■ Activity list
- A) Set down everything in the police press release about Narcan, from "Albion and Holley police officers will" down to "the lifesaving drug.", word for word.
- B) Using the police press release about Narcan, decide whether each statement agrees with it. Answer yes or no for each, and quote the words that settle it.
(i) Naloxone is given with a needle.
(ii) Every Albion patrol vehicle now carries a less-lethal gun that fires bean bag projectiles.
(iii) Naloxone can harm someone whose overdose is from a non-opiate.
- C) Continue the police press release about Narcan and bean bag projectiles, starting after its final sentence.

■ Source document
Albion and Holley police officers will carry Narcan
Albion also will start using “less-lethal” bean bag projectiles
Press Release, Roland Nenni, chief of Albion and Holley police departments
All Albion and Holley police officers have been trained in the use of the newest form of Naloxone, commonly known as Narcan. Every officer has completed the required training and will be carrying the lifesaving drug.
Naloxone is a drug that temporarily blocks the opiate from acting on the body and allows enough time for more advanced medical treatment. Naloxone is safe and will not cause harm if it is administered to someone suffering from an overdose of a non-opiate or other medical condition. Naloxone is administered via a Nasal Atomizer and does not require a needle.
“With the rise in the use of heroin and other opiates there have been many overdoses that have caused death and other serious long term medical issues,” Police Chief Roland Nenni said.
Police officers from Albion and Holley often are the first on scene at medical emergencies. If a person has overdosed on an opiate and is in serious condition, officers will be able to administer Naloxone in an attempt to save the person’s life. The administration of Naloxone has saved many lives across the country.
“These saved lives have not been isolated to drug users but have also involved children that have accidently ingested an opiate,” Nenni said.
This is only one of the many initiatives that the Albion and Holley police departments are conducting to fight this horrible epidemic that are impacting lives of not only the persons using illegal opiates but the families and associates of users.
The Albion Police Department has recently placed into service a “Less Lethal Program” that will allow officers additional options other than lethal force in certain situations.
Less-lethal guns that fire a Drag Stabilized Bean Bag Projectile have been placed in each Albion patrol vehicle. While less-lethal is not always an option in volatile fast-moving situations, it gives officers additional tools to use when appropriate, that will hopefully reduce death and injuries, Nenni said.

■ Supplied records
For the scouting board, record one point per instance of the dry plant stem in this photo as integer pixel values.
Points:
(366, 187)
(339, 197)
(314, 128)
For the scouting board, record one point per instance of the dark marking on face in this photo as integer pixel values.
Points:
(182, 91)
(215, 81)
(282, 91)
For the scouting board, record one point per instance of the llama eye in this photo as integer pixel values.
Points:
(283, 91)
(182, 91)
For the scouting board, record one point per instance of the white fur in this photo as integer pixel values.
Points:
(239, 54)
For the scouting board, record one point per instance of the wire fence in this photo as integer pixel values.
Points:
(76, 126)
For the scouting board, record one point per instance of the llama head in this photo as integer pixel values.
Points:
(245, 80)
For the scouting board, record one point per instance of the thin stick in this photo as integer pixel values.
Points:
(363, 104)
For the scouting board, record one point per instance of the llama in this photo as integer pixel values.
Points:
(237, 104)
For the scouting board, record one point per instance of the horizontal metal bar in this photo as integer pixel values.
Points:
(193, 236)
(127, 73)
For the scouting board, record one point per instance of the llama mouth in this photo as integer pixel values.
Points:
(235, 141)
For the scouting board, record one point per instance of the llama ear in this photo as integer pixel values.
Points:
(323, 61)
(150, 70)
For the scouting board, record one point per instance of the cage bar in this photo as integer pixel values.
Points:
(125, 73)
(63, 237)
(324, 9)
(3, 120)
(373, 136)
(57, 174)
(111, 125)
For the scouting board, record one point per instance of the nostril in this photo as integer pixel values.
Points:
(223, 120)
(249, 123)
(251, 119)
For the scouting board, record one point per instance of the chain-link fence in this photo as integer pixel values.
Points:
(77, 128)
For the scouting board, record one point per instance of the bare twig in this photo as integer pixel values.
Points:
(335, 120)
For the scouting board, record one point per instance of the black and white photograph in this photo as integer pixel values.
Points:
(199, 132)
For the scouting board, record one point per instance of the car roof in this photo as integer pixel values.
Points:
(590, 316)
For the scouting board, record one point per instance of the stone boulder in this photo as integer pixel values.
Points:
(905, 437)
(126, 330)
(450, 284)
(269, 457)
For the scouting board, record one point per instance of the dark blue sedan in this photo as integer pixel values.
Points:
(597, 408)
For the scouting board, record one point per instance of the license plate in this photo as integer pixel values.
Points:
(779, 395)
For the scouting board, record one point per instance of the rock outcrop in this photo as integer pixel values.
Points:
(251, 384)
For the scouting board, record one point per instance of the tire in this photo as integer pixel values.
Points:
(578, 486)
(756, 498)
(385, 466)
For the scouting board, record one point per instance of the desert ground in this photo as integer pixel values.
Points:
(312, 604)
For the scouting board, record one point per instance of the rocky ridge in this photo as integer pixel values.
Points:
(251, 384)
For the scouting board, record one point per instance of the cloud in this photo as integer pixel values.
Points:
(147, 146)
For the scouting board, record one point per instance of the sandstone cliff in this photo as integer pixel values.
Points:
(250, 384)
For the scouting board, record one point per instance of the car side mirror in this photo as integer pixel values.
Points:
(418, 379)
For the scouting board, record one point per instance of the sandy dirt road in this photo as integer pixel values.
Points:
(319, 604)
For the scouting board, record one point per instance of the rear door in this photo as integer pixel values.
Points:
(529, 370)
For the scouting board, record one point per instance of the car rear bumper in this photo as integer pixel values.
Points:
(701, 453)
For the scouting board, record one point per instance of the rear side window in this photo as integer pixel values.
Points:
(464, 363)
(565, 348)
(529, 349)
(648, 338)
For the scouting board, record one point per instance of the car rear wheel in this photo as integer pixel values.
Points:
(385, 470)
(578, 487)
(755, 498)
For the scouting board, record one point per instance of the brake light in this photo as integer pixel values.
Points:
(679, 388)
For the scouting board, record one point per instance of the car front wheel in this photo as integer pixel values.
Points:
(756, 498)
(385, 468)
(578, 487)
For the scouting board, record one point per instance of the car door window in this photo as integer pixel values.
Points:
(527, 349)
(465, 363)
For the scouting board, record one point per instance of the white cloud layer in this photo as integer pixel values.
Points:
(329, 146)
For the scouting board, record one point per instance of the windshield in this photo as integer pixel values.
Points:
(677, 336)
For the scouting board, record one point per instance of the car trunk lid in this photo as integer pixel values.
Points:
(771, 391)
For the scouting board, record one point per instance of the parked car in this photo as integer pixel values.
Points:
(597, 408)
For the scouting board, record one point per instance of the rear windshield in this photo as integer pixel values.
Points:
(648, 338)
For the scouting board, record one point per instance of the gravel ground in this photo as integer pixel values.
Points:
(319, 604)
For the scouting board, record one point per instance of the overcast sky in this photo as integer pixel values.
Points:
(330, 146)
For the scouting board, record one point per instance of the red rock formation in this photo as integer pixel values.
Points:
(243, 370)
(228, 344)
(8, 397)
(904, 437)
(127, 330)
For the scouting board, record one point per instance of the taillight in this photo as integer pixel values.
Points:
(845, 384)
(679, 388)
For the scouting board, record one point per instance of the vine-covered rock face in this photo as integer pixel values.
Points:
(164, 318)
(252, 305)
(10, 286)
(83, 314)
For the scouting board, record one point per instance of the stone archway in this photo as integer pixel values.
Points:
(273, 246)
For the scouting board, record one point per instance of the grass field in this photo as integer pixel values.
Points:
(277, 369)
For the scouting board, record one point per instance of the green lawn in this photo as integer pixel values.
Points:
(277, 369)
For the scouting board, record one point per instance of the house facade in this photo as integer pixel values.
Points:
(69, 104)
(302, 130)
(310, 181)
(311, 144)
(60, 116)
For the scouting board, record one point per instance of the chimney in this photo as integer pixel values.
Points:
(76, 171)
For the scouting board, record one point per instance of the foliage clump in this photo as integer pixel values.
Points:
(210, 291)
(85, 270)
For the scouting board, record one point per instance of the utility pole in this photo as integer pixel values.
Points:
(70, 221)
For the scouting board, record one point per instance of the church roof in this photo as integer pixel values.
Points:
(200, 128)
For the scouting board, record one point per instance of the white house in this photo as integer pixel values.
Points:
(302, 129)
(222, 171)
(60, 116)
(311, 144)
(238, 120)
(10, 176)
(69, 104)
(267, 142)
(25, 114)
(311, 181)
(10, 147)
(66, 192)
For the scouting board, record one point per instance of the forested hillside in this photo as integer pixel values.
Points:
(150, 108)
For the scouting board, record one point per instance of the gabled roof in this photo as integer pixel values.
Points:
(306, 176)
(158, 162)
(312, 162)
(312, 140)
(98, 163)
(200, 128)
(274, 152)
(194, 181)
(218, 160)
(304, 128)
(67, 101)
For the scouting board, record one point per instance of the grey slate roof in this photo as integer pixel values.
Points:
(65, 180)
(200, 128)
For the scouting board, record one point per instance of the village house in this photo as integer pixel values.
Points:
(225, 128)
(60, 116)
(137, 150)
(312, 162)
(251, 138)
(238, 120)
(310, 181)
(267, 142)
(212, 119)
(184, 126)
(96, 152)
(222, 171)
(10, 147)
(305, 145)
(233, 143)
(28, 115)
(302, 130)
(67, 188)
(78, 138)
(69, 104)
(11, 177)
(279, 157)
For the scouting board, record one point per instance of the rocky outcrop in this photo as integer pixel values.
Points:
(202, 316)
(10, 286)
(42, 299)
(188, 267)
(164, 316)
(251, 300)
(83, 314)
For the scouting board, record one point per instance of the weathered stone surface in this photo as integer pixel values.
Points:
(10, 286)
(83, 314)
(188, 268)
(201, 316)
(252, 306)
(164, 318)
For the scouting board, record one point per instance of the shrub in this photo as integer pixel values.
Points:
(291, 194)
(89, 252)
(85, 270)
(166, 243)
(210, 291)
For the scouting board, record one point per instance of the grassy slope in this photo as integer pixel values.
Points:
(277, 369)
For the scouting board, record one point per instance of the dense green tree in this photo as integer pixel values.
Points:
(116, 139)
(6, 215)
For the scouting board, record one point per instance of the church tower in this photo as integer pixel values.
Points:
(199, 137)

■ Responses for each task
- A)
Albion and Holley police officers will carry Narcan
Albion also will start using “less-lethal” bean bag projectiles
Press Release, Roland Nenni, chief of Albion and Holley police departments
All Albion and Holley police officers have been trained in the use of the newest form of Naloxone, commonly known as Narcan. Every officer has completed the required training and will be carrying the lifesaving drug.

- B)
(i) No: "Naloxone is administered via a Nasal Atomizer and does not require a needle."
(ii) Yes: "Less-lethal guns that fire a Drag Stabilized Bean Bag Projectile have been placed in each Albion patrol vehicle."
(iii) No: "Naloxone is safe and will not cause harm if it is administered to someone suffering from an overdose of a non-opiate or other medical condition."

- C)
While every police officer carries a Taser, this option requires close proximity, increasing the officer’s likelihood for injury. The Drag Stabilized Bean Bag Projectile allows for greater distance for deployment, reducing the risk of injury to officers and suspects.
This type of less-lethal option was only available to officers in Orleans County by the Multi Agency SWAT Team, which has an array of less-lethal options.
“The problem with only SWAT having this type of less lethal option is the time involved in getting SWAT operators on scene,” Nenni said. “Often the types of incidents that can be handled by less-lethal are quickly evolving and time is of the essence.”
The Albion Police Department being the only road patrol at this time having this option will respond anywhere they are requested to assist other agencies.
The training that Albion Police Officers went through to be certified consisted of both classroom instruction and live-fire range qualification.
The cost of the program was minimal as the guns that are used were obtained through a legal seizure process from guns that were possessed by the Police Department. The guns were seized in cases involving a crime or weapons that were turned over the department because of other situations.
“The goal of the Albion Police Department is to save lives in any way that we can,” the police chief said. “Human life regardless if a victim or suspect is precious and we must always work toward the protection of life.”